-- Start --

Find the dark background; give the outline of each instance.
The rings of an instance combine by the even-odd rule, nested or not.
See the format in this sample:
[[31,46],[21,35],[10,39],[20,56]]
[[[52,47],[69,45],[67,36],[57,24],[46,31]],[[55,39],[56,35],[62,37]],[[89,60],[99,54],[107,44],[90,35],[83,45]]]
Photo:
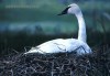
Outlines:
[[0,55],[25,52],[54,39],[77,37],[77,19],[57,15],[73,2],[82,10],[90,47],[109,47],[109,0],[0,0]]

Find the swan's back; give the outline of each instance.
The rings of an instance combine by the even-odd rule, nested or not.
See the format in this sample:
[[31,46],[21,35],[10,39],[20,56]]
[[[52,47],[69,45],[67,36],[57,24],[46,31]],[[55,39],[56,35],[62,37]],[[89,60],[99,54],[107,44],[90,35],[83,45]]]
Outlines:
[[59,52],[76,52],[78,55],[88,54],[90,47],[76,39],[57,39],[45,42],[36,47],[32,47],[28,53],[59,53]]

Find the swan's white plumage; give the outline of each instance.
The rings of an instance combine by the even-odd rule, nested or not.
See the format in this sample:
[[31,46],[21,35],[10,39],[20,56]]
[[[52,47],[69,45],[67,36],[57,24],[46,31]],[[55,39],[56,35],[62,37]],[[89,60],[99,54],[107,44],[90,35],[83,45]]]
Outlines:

-- End --
-- Start --

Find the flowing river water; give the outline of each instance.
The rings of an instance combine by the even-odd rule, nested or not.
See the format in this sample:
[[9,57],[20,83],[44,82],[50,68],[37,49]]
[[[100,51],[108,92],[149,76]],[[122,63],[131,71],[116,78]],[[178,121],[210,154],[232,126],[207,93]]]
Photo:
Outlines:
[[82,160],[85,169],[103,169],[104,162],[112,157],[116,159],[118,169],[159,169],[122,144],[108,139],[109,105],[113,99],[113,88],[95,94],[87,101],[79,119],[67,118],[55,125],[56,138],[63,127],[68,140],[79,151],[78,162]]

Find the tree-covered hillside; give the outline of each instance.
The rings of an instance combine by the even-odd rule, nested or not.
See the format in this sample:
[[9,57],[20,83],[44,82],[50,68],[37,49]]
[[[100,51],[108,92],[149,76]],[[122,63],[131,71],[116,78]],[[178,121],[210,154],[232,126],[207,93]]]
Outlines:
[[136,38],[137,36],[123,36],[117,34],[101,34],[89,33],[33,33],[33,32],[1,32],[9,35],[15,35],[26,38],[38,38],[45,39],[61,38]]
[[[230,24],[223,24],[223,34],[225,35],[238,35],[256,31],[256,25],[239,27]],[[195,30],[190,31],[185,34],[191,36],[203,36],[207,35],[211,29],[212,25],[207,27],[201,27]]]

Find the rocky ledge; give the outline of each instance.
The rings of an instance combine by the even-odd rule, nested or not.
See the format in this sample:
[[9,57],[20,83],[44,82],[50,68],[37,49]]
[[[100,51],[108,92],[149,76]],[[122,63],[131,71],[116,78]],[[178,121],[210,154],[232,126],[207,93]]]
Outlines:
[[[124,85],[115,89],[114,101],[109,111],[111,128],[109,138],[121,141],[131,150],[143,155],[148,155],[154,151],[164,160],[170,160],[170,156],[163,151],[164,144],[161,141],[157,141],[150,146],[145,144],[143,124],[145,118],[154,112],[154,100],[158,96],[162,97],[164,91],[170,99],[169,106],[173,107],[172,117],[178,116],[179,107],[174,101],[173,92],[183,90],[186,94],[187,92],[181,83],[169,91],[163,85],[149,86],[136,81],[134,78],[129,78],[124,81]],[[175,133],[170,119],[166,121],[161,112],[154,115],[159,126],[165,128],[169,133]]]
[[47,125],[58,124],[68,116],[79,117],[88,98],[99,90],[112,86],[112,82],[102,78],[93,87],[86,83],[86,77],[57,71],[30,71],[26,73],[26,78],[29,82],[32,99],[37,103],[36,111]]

-- End --

Which lines in the records contain the word "swan"? Copy each one.

Find the swan's back; give the outline of each instance.
Find the swan's white plumage; give the outline of each instance.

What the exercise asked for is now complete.